[DOCUMENT EXCERPT Boundary: Start]
Oral Presentation Australian & New Zealand Obesity Society 2015 Annual Scientific Meeting

The case for incorporating deliberate weight maintenance phases into weight loss interventions (before, during, and after) (#5)

Amanda Salis

It is well recognized that weight loss interventions should include a weight maintenance phase after weight loss, to help stabilize weight and teach participants how to keep weight off. Better weight loss outcomes may be achieved by also incorporating a deliberate weight maintenance phase before weight loss. Women who underwent an 8-week weight maintenance phase before a 20-week weight loss phase regained significantly less weight than women who undertook the traditional approach of weight loss before weight maintenance (1). Another appropriate time to incorporate a deliberate weight maintenance phase may be during the weight loss phase. Energy restriction in overweight or obese humans induces a series of physiological effects – notably increased appetite, reduced physical activity and energy expenditure, as well as neuroendocrine perturbations – which can collectively act to hinder further weight loss and fat loss and promote regain, while simultaneously promoting loss of lean tissues. However, certain aspects of the adaptive response to moderate or even severe energy restriction may be normalised or significantly attenuated in overweight and obese people by a period of weight maintenance, but only if the intervention involves complete relief from energy deficit, and particularly if it incorporates physical activity. This would suggest that deliberate periods of energy balance during a weight loss phase could attenuate or deactivate various adaptive responses to energy restriction and thereby increase the efficiency of weight loss. This research has important implications for the optimal design of weight loss regimes involving intermittent energy restriction.

  1. Kiernan M et al. Journal of Consulting and Clinical Psychology 2013.
[DOCUMENT EXCERPT Boundary: End]
### AIM OF THE EXERCISE
Transcribe the portion of the weight maintenance abstract starting at "Oral Presentation Australian" and ending at "and after) (#5)".
[PROVIDED RECORDS Boundary: Start]
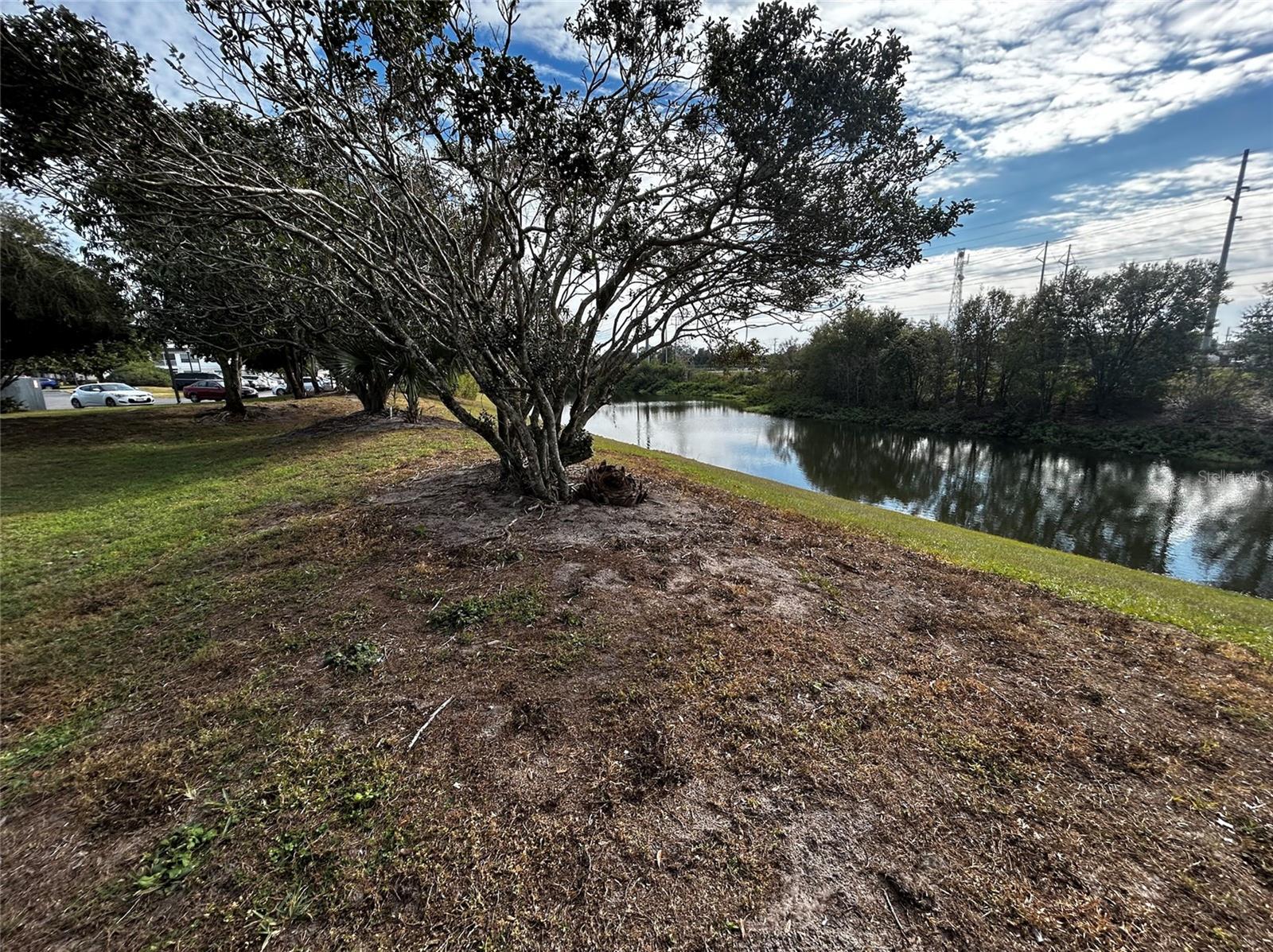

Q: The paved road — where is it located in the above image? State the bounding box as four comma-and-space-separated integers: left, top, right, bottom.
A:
45, 390, 185, 410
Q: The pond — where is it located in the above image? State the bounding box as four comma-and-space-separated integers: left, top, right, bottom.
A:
588, 401, 1273, 598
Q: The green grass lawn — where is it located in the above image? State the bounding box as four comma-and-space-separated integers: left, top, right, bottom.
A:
0, 397, 1273, 950
596, 439, 1273, 657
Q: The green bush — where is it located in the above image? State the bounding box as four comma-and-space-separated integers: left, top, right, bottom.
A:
323, 642, 384, 670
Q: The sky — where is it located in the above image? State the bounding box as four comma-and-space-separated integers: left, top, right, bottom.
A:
29, 0, 1273, 339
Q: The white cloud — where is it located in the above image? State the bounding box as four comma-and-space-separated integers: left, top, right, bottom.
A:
864, 153, 1273, 333
54, 0, 1273, 161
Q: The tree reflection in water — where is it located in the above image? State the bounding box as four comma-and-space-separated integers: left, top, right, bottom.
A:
590, 401, 1273, 597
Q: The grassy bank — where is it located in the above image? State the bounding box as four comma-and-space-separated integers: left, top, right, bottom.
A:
597, 441, 1273, 657
0, 397, 1273, 952
624, 373, 1273, 468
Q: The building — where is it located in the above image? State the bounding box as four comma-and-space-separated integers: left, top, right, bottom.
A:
155, 344, 221, 377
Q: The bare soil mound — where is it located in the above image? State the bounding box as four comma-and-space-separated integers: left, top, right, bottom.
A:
278, 410, 463, 443
8, 458, 1273, 950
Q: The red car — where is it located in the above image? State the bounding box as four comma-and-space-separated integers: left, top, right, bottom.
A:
181, 380, 256, 403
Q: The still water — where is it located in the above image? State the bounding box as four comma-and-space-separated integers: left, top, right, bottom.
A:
588, 401, 1273, 598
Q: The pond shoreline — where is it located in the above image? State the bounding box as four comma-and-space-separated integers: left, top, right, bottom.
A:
590, 399, 1273, 598
615, 380, 1273, 469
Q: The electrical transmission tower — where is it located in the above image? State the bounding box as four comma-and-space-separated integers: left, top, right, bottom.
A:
1201, 149, 1252, 354
946, 248, 967, 324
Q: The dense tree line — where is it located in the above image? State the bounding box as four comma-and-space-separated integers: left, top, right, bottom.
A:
0, 0, 971, 500
626, 261, 1273, 420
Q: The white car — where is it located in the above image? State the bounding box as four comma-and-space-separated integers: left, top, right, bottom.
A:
72, 383, 155, 410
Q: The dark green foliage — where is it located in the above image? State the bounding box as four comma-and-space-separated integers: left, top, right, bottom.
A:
1233, 284, 1273, 393
0, 204, 136, 383
429, 588, 543, 631
135, 823, 220, 893
323, 642, 384, 672
0, 6, 155, 187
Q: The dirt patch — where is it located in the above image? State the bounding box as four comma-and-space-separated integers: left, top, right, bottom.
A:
4, 448, 1273, 950
276, 410, 463, 443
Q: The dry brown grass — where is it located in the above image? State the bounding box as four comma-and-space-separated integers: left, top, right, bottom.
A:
2, 397, 1273, 950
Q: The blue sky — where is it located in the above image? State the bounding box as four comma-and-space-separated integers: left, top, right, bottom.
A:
37, 0, 1273, 336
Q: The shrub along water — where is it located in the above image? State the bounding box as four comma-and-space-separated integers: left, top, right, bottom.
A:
616, 274, 1273, 466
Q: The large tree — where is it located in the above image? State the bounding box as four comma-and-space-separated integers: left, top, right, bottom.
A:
0, 0, 155, 187
10, 0, 969, 499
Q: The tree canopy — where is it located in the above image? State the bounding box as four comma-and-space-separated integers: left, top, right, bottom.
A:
0, 202, 138, 386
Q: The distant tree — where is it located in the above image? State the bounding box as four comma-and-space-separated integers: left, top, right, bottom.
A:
889, 321, 955, 407
37, 0, 970, 499
800, 304, 909, 406
75, 100, 331, 415
955, 288, 1018, 406
1233, 282, 1273, 391
711, 337, 765, 369
0, 202, 138, 387
1065, 259, 1217, 414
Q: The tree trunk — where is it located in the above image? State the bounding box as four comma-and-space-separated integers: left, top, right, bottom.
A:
282, 350, 306, 399
220, 354, 247, 416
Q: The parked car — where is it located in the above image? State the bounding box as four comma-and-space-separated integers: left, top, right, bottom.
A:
182, 380, 256, 403
72, 383, 155, 410
242, 373, 278, 394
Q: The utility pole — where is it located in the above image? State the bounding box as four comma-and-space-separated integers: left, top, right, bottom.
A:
1201, 149, 1252, 354
1035, 242, 1049, 291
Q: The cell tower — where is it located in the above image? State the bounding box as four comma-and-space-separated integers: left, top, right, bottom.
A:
946, 248, 967, 324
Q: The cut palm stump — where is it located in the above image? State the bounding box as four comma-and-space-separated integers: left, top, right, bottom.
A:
574, 460, 649, 505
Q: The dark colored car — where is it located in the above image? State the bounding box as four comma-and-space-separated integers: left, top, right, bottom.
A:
181, 380, 256, 403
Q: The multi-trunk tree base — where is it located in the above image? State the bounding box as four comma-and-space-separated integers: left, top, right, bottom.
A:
574, 460, 649, 505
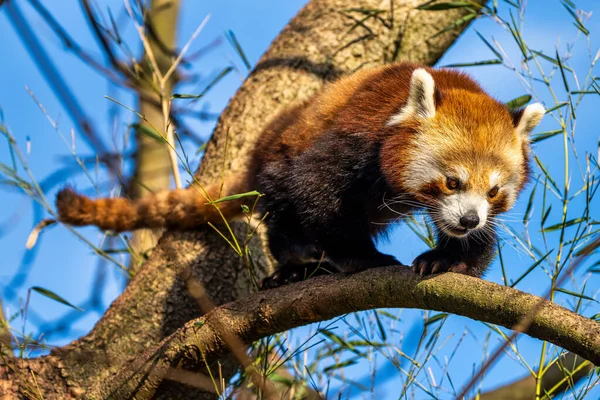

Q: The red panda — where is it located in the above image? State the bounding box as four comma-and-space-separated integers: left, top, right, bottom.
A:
57, 63, 545, 287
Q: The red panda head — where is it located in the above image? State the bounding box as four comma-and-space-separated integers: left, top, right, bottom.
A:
382, 68, 545, 237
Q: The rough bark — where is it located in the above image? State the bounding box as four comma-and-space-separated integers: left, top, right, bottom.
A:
0, 0, 540, 398
92, 267, 600, 398
128, 0, 180, 268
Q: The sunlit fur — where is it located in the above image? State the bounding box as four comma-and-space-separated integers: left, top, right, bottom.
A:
383, 70, 543, 236
57, 63, 545, 286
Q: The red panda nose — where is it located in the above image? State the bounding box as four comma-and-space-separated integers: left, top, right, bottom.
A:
460, 214, 479, 229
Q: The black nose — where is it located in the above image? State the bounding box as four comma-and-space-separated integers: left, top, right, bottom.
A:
460, 214, 479, 229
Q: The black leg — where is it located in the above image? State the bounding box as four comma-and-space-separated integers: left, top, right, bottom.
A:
412, 227, 497, 277
319, 230, 401, 274
260, 261, 336, 290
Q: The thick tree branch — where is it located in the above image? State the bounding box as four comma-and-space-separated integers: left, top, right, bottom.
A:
0, 0, 486, 399
92, 267, 600, 398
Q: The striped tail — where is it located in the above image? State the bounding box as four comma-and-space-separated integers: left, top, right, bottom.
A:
56, 181, 256, 232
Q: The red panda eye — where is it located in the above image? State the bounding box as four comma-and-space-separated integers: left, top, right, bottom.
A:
446, 178, 458, 190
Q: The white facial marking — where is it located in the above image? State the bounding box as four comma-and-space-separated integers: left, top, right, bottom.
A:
456, 167, 469, 183
516, 103, 546, 140
387, 68, 435, 126
439, 193, 489, 237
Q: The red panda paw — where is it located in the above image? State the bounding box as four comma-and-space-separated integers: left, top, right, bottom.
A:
412, 249, 469, 276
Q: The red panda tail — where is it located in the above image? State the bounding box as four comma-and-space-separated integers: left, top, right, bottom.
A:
56, 177, 255, 232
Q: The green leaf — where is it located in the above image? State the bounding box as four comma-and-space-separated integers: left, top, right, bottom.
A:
225, 29, 252, 70
544, 218, 586, 232
171, 93, 203, 99
130, 124, 166, 143
541, 204, 552, 226
523, 185, 537, 224
475, 31, 503, 60
373, 310, 387, 342
546, 101, 569, 114
531, 50, 573, 73
208, 190, 260, 204
444, 60, 502, 68
506, 94, 531, 109
531, 129, 563, 143
425, 313, 448, 326
321, 329, 359, 353
323, 358, 356, 372
510, 249, 554, 287
562, 0, 590, 36
417, 1, 474, 11
533, 156, 561, 193
269, 372, 294, 387
544, 218, 586, 232
432, 12, 478, 38
554, 288, 598, 303
171, 67, 233, 100
31, 286, 83, 311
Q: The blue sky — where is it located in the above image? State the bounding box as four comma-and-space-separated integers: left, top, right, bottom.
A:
0, 0, 600, 398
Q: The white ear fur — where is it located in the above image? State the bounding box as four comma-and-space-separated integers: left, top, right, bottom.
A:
388, 68, 435, 125
515, 103, 546, 139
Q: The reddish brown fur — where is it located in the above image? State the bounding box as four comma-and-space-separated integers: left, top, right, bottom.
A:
56, 180, 253, 232
57, 64, 528, 247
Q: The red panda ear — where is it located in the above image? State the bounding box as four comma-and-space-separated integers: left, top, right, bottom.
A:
388, 68, 436, 125
512, 103, 546, 139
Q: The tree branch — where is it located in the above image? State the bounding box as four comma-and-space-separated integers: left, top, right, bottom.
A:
92, 267, 600, 398
0, 0, 486, 399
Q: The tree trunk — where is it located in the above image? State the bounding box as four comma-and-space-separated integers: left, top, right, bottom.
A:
0, 0, 485, 399
128, 0, 180, 274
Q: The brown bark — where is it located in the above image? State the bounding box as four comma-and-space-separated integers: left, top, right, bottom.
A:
129, 0, 180, 274
92, 266, 600, 398
0, 0, 528, 398
479, 353, 594, 400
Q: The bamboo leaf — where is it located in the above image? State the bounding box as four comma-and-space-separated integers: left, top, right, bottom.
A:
208, 190, 260, 204
432, 12, 477, 38
544, 218, 586, 233
171, 67, 233, 100
323, 358, 357, 372
531, 129, 563, 143
130, 124, 166, 143
444, 60, 502, 68
554, 288, 598, 303
475, 31, 503, 60
225, 29, 252, 70
506, 94, 531, 109
510, 249, 554, 287
425, 313, 448, 326
523, 185, 537, 224
417, 1, 474, 11
31, 286, 83, 311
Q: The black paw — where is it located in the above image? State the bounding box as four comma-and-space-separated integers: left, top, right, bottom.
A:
412, 249, 470, 276
260, 262, 335, 290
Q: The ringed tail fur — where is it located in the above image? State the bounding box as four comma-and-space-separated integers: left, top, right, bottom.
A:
56, 179, 254, 232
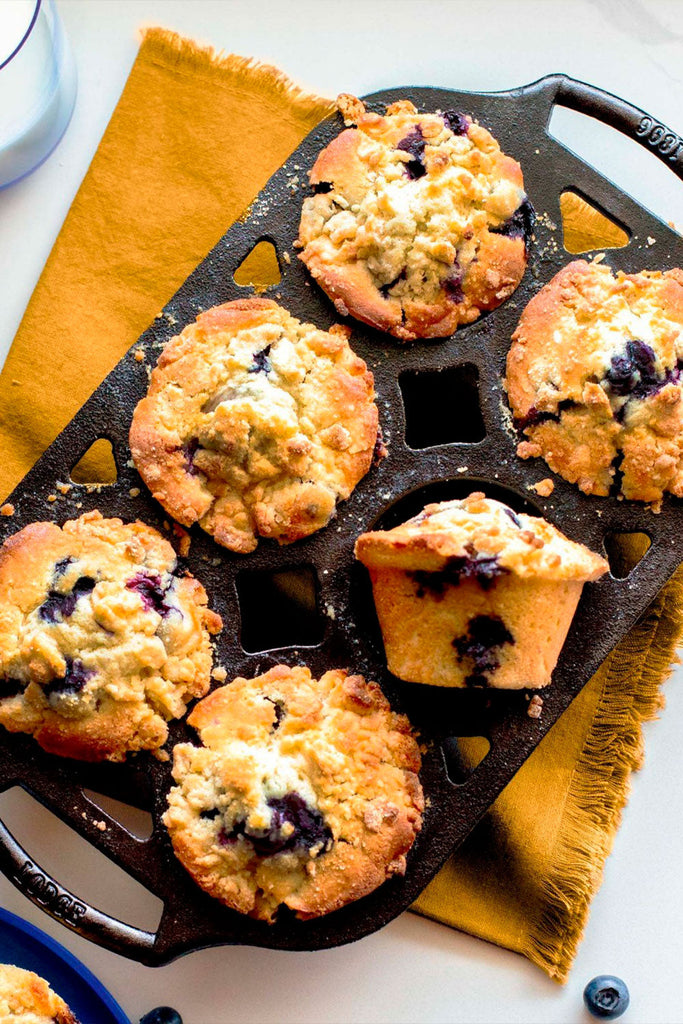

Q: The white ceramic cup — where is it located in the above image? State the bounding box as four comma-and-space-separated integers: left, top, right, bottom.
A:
0, 0, 76, 188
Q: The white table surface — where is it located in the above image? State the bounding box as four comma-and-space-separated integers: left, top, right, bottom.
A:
0, 0, 683, 1024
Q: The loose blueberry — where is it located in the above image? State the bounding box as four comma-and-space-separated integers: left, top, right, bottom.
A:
218, 793, 332, 857
441, 111, 470, 135
140, 1007, 182, 1024
38, 577, 96, 623
396, 125, 427, 181
453, 615, 515, 686
126, 572, 173, 617
584, 974, 631, 1020
43, 657, 94, 697
249, 345, 272, 374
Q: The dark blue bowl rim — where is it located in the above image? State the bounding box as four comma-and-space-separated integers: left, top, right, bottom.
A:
0, 907, 130, 1024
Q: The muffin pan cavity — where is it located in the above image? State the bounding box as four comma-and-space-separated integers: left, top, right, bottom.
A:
0, 76, 683, 965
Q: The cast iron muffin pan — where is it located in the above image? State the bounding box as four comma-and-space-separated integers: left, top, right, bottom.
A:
0, 75, 683, 965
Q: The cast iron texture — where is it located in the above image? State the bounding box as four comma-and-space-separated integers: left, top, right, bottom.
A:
0, 75, 683, 965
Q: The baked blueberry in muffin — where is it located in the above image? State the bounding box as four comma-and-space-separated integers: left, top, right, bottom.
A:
299, 95, 535, 340
0, 512, 221, 761
130, 299, 378, 553
355, 492, 608, 689
164, 665, 423, 922
0, 964, 79, 1024
507, 260, 683, 507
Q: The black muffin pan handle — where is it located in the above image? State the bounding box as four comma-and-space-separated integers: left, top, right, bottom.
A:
0, 75, 683, 965
539, 75, 683, 179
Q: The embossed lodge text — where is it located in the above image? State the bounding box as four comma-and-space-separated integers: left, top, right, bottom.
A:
17, 860, 87, 925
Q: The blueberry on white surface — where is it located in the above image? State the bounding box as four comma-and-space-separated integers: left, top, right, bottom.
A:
584, 974, 630, 1020
140, 1007, 182, 1024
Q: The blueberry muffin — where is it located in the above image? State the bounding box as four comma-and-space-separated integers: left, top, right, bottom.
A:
0, 964, 78, 1024
0, 512, 221, 761
507, 260, 683, 508
164, 665, 423, 922
130, 299, 378, 553
355, 492, 609, 689
299, 95, 533, 340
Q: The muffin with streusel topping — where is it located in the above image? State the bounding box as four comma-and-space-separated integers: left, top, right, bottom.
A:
130, 299, 378, 554
0, 964, 79, 1024
164, 665, 423, 922
506, 260, 683, 508
355, 492, 609, 689
0, 512, 222, 761
299, 95, 535, 340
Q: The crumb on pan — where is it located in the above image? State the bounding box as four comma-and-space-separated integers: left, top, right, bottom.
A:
527, 476, 555, 498
526, 693, 543, 718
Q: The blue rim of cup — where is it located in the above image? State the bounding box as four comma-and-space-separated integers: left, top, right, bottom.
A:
0, 0, 43, 71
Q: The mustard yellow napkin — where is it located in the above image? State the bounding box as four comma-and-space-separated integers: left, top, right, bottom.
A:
0, 29, 683, 980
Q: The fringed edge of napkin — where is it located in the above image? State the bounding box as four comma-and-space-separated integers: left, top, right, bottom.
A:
520, 567, 683, 982
141, 26, 336, 128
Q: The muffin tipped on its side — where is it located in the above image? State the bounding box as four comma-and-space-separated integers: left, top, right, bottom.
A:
355, 493, 609, 689
164, 665, 424, 922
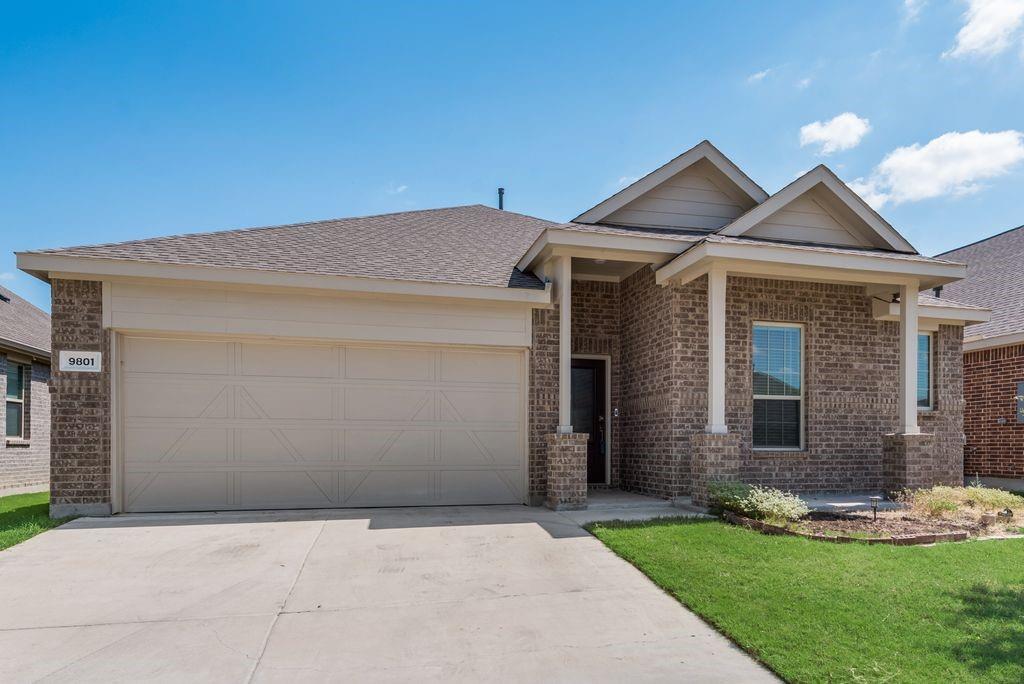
[PROVIDED RECORDS Boundary: End]
### EXERCISE RESULT
Oral Presentation Australian & New Zealand Obesity Society 2015 Annual Scientific Meeting

The case for incorporating deliberate weight maintenance phases into weight loss interventions (before, during, and after) (#5)